Supplied records start

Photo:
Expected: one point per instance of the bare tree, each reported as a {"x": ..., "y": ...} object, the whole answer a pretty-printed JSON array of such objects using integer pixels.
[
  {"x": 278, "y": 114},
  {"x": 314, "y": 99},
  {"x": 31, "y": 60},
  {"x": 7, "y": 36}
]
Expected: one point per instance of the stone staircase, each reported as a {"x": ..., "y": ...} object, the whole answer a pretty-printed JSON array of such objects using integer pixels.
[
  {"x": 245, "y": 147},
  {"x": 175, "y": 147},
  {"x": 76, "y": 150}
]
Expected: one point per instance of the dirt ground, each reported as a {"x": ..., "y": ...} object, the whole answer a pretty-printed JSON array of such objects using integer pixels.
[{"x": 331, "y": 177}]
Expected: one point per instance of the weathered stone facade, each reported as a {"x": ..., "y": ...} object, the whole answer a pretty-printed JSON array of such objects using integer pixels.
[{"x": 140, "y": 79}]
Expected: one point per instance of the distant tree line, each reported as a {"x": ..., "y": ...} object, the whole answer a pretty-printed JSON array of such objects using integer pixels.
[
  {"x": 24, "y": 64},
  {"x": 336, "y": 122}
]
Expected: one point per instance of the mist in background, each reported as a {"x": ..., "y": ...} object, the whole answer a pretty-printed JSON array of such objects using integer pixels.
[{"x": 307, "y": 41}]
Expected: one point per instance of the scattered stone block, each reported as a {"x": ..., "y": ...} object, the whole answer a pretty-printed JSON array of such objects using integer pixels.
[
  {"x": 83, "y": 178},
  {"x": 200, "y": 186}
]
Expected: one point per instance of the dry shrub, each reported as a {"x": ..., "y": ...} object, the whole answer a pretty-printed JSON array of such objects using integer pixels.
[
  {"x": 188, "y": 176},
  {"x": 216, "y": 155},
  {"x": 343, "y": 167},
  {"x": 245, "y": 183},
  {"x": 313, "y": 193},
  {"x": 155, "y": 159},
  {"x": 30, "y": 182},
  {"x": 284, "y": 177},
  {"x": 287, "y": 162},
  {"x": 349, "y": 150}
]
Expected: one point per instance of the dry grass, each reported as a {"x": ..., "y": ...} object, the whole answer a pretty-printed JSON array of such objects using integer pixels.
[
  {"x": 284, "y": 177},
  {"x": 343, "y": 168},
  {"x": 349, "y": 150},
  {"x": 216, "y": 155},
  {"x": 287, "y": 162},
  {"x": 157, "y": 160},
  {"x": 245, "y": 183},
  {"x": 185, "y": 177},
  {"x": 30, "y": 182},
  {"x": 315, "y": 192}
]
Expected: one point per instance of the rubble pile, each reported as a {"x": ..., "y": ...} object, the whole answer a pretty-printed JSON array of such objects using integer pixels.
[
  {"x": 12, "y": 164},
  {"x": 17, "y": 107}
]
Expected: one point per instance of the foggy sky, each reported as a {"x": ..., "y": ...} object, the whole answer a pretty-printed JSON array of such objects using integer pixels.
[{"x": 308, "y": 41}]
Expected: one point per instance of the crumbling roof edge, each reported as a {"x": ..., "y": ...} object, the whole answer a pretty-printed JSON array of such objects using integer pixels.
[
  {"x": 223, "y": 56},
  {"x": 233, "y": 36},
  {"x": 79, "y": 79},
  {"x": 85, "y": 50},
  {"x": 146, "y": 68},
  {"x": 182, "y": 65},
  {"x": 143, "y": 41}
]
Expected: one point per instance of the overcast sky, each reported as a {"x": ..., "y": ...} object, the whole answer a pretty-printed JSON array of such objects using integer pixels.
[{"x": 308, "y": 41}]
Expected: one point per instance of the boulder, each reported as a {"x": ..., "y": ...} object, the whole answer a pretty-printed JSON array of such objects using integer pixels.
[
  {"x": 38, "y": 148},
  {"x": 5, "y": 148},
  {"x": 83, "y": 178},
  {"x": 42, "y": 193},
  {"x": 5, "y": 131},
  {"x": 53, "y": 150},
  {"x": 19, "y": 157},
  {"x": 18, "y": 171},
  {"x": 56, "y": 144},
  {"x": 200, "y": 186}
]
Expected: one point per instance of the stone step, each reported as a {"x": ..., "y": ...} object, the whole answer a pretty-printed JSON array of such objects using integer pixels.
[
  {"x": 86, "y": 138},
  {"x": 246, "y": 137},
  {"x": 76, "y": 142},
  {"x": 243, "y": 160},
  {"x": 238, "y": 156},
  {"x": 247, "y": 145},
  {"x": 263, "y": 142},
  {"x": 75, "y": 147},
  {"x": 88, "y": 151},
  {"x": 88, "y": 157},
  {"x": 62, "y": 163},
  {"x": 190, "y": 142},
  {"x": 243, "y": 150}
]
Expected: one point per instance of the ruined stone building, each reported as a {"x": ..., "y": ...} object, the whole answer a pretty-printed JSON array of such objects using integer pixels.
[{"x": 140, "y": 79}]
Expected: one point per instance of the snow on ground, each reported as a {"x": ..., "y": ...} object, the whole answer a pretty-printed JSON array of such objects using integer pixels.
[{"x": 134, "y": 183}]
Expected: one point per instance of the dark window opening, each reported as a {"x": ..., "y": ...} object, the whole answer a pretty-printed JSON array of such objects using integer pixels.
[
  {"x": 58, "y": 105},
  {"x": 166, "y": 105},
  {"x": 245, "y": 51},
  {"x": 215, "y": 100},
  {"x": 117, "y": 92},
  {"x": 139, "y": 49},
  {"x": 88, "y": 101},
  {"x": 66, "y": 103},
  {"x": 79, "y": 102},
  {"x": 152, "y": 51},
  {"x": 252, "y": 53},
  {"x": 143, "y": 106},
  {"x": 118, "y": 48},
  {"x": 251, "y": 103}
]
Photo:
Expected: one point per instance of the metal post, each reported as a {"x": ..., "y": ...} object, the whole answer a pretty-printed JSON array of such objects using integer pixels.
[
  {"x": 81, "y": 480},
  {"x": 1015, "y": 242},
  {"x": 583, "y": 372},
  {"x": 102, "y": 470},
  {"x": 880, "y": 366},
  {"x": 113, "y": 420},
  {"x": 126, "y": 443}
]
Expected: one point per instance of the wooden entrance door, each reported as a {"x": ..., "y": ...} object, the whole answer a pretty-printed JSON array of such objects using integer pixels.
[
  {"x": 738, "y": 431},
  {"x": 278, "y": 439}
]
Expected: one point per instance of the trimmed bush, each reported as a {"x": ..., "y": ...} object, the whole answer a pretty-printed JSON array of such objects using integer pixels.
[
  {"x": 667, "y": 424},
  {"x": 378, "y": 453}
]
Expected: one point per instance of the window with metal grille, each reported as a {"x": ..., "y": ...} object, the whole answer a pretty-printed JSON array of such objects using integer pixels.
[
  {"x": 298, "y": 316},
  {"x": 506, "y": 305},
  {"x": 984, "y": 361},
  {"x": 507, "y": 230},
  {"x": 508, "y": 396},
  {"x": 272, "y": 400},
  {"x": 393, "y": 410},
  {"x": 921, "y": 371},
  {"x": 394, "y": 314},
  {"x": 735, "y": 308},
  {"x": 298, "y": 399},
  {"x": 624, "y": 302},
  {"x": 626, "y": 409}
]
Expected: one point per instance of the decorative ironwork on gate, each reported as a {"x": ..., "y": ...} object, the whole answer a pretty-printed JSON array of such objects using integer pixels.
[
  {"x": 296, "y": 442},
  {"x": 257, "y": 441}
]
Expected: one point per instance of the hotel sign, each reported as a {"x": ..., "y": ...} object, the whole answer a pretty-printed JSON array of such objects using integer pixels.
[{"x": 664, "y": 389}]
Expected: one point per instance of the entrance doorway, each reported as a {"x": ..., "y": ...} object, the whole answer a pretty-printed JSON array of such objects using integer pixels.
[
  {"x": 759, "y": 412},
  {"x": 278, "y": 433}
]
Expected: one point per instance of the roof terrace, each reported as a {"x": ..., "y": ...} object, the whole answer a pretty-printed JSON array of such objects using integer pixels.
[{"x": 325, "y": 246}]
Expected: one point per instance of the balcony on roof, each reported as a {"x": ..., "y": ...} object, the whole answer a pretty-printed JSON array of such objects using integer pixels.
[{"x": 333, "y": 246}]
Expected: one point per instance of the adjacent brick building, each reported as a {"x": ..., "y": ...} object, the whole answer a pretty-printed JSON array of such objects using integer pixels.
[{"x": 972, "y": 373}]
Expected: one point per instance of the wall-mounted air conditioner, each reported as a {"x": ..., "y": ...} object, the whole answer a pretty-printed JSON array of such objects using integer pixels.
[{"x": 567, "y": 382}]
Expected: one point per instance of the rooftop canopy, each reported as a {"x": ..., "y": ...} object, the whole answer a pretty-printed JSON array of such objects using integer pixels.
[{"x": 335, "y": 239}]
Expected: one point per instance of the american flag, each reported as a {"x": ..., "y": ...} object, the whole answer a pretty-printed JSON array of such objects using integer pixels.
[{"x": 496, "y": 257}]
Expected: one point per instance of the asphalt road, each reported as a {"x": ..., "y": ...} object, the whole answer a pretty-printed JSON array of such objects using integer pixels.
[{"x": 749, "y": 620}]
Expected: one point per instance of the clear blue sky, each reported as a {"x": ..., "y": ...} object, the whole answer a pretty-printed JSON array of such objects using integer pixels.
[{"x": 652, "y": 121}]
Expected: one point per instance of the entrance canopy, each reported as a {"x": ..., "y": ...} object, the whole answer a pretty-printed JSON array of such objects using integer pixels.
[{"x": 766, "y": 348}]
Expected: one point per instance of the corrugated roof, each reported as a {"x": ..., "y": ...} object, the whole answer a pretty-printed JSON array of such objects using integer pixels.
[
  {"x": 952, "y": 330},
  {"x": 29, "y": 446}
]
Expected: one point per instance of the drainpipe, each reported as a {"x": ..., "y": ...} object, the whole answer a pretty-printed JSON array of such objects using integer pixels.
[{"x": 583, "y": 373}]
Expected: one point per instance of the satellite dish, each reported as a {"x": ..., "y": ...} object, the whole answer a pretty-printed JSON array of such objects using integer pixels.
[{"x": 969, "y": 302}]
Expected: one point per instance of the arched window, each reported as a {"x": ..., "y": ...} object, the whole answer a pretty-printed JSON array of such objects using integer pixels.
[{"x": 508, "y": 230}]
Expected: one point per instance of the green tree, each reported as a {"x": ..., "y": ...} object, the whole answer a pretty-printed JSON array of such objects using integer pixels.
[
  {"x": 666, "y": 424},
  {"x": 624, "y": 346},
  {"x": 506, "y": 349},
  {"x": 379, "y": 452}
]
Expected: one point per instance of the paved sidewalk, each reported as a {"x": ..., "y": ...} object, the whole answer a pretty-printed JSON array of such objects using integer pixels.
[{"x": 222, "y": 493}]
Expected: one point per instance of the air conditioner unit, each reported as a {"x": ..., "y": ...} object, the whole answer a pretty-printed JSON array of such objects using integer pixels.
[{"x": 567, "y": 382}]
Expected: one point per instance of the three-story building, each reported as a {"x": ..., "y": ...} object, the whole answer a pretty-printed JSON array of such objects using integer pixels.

Supplied records end

◆ What the task asks:
Take the line holding "Expected: one point per instance of the paved" and all lines after it through the end of the data, and set them down exactly.

◆ Task output:
Expected: one point per instance of the paved sidewalk, each reported as a {"x": ..., "y": ...} object, the whole answer a pretty-printed JSON array of such objects using integer pixels.
[{"x": 222, "y": 493}]
Expected: one point per instance of the air conditioner unit, each reported as a {"x": ..., "y": ...} object, the whole answer a pretty-printed JSON array of such objects using integer pixels.
[{"x": 567, "y": 382}]
Expected: one point per instance of the three-story building, each reported as a {"x": ..., "y": ...} object, the whole answer a pretty-printed JSON array of such objects using integer pixels.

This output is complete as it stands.